⟨

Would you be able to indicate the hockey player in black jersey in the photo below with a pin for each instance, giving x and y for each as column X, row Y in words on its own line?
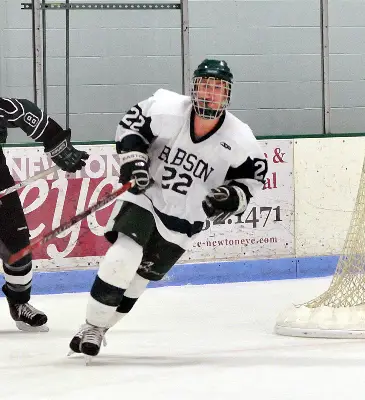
column 23, row 114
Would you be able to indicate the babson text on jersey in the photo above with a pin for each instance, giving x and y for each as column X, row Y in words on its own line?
column 188, row 161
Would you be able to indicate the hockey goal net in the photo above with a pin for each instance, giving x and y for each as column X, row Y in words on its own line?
column 340, row 311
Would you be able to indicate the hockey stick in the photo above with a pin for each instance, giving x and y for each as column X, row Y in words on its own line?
column 26, row 182
column 74, row 220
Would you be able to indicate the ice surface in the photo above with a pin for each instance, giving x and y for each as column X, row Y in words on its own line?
column 184, row 343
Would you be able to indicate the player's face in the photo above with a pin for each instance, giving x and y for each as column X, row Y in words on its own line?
column 212, row 93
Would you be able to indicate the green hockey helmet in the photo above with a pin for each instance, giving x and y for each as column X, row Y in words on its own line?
column 211, row 89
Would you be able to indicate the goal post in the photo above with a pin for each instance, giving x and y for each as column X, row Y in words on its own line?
column 340, row 311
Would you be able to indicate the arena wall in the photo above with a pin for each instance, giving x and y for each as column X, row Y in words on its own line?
column 295, row 228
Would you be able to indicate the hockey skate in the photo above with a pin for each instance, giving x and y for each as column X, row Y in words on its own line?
column 88, row 340
column 27, row 318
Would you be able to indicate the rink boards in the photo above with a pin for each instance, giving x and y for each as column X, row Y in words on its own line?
column 295, row 228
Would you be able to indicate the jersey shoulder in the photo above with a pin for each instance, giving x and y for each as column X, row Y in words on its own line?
column 239, row 131
column 166, row 102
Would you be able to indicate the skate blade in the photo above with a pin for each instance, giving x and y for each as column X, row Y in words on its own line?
column 22, row 326
column 87, row 360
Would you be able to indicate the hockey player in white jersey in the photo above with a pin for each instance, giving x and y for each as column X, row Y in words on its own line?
column 191, row 160
column 14, row 232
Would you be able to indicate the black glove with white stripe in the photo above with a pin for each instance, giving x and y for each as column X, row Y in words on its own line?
column 135, row 165
column 64, row 154
column 223, row 202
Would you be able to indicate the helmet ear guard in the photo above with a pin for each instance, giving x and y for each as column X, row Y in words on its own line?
column 211, row 88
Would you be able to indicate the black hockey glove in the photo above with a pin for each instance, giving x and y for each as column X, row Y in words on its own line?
column 135, row 165
column 65, row 155
column 223, row 202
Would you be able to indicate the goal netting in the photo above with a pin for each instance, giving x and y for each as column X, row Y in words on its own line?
column 340, row 311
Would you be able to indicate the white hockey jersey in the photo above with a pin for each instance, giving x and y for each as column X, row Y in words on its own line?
column 184, row 169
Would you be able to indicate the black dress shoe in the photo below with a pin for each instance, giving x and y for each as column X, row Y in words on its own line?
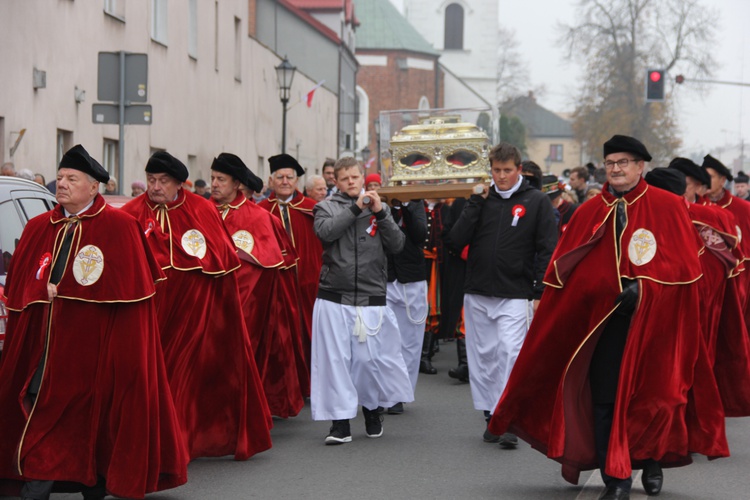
column 425, row 366
column 461, row 372
column 615, row 493
column 652, row 477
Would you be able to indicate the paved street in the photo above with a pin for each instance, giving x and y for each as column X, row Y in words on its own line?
column 433, row 450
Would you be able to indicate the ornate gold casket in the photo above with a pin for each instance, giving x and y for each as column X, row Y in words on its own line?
column 439, row 157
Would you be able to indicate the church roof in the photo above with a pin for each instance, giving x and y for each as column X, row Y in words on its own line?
column 539, row 121
column 383, row 27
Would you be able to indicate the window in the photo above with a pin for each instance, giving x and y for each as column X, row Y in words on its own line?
column 64, row 143
column 159, row 21
column 237, row 49
column 193, row 28
column 110, row 156
column 115, row 8
column 555, row 152
column 454, row 27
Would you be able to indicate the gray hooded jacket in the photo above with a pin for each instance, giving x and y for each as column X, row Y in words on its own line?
column 354, row 268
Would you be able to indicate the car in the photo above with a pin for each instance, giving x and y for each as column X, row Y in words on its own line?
column 20, row 201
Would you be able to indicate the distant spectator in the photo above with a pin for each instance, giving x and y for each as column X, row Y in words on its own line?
column 373, row 182
column 315, row 188
column 26, row 174
column 8, row 169
column 111, row 187
column 533, row 173
column 741, row 185
column 137, row 188
column 200, row 189
column 593, row 190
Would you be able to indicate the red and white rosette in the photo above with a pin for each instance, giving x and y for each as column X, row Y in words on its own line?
column 518, row 212
column 373, row 228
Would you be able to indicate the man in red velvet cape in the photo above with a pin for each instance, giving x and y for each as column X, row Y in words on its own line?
column 628, row 384
column 732, row 366
column 210, row 363
column 295, row 211
column 85, row 396
column 252, row 230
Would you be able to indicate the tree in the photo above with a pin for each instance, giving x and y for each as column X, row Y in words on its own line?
column 618, row 40
column 513, row 131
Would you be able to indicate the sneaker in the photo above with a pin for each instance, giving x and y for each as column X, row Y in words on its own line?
column 396, row 409
column 508, row 441
column 340, row 433
column 373, row 423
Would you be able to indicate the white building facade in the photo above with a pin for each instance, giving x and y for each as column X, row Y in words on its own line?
column 211, row 86
column 465, row 32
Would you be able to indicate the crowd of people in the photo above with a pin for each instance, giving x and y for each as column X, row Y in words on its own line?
column 175, row 327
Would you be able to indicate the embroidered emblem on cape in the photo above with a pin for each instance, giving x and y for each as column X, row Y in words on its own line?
column 194, row 243
column 642, row 247
column 88, row 265
column 712, row 239
column 44, row 263
column 244, row 240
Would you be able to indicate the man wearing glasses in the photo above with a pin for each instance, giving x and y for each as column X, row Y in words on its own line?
column 610, row 390
column 295, row 211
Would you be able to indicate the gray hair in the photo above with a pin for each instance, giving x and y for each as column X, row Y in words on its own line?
column 310, row 182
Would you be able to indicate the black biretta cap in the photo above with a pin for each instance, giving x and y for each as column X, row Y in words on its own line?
column 711, row 162
column 232, row 165
column 285, row 161
column 162, row 162
column 626, row 144
column 669, row 179
column 78, row 158
column 691, row 169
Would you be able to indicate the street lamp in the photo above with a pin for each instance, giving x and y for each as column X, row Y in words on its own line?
column 284, row 75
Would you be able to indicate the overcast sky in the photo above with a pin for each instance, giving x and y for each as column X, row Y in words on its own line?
column 709, row 122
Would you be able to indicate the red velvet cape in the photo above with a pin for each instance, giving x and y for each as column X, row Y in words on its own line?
column 309, row 251
column 732, row 361
column 260, row 287
column 104, row 406
column 667, row 403
column 210, row 364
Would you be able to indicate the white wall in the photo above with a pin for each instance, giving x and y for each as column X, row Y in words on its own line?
column 198, row 110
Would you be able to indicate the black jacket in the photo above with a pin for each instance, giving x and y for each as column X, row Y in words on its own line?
column 408, row 265
column 506, row 261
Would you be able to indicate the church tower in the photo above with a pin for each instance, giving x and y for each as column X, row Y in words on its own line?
column 465, row 32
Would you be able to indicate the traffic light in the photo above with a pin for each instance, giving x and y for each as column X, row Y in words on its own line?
column 654, row 85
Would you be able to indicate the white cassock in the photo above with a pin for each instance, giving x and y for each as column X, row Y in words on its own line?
column 408, row 301
column 495, row 331
column 356, row 361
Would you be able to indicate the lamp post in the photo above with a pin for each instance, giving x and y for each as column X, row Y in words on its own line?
column 284, row 75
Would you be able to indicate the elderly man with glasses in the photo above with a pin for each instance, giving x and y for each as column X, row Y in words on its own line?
column 627, row 384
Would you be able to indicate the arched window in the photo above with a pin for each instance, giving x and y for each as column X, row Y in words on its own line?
column 454, row 27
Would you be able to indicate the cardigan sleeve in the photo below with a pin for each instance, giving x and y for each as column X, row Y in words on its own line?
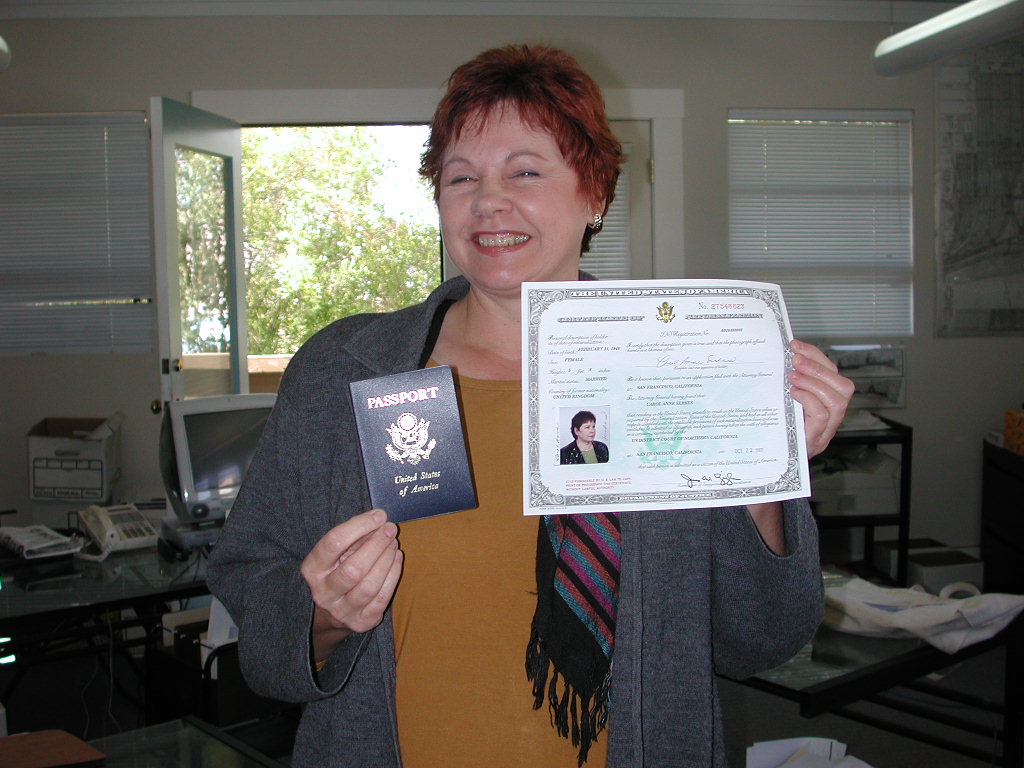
column 765, row 607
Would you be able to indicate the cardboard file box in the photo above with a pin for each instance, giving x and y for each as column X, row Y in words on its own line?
column 75, row 460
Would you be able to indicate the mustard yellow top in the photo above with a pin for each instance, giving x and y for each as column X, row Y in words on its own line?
column 463, row 611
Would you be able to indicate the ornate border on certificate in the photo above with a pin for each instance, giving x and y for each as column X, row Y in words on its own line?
column 634, row 312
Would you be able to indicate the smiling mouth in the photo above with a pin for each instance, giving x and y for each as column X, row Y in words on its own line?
column 504, row 240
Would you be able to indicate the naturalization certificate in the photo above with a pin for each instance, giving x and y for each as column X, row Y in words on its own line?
column 657, row 394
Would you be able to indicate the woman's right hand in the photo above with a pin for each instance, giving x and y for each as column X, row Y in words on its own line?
column 352, row 573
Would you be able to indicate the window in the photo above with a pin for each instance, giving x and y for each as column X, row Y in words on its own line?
column 819, row 203
column 76, row 271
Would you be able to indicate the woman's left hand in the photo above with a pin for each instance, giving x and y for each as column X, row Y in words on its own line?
column 824, row 394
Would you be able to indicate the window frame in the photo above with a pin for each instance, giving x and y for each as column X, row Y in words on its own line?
column 821, row 202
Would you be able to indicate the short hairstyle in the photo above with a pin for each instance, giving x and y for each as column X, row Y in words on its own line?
column 580, row 419
column 552, row 93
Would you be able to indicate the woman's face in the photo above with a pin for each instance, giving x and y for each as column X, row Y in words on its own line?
column 510, row 206
column 587, row 431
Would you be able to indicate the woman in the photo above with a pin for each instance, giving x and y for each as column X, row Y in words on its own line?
column 584, row 449
column 414, row 654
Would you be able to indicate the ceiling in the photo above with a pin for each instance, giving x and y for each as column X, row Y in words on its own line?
column 897, row 11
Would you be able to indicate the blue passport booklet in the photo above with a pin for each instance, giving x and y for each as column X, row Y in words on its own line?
column 414, row 449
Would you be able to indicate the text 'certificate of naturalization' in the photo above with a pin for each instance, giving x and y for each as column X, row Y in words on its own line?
column 657, row 394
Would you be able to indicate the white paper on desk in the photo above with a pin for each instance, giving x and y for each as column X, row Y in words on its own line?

⟩

What is expected ::
All lines from the one containing "Would you be able to indicate the short" through the end of the records, both ends included, are to be quoted exactly; please add nothing else.

Solution for this exercise ::
Would you be able to indicate the short hairstyle in the photo above with a pin for each instance, giving x and y for each as column X, row Y in words on its own line?
column 580, row 419
column 552, row 93
Would you be able to indicate the woman's face in the photo above with a pin for each instance, giving x and y for each as column X, row Y in words on its own line?
column 510, row 206
column 587, row 431
Would you be able to indicate the woman in the photo above with a pin for each instance, giving x and y for each as column X, row Y in words on its own line?
column 584, row 449
column 414, row 654
Would you be able to indicate the ceiling in the photo above with a pin for each instance, giving x and y for each as column X, row Y in words on its own line?
column 897, row 11
Would you be able to indicate the blue passport booklet in the photo above with a pin for each instance, giving x and y for each as column X, row Y in words on its own line?
column 414, row 449
Would you be able to indicate the text 'certificate of naturalization' in the photo above with a pin for each instance, giving x and y for each as column X, row Y in words on its own line?
column 657, row 394
Would you be able to indicate the white paper on desk in the photo above with a pin for each instance, giving x and y for each as column X, row Y in words on its own line?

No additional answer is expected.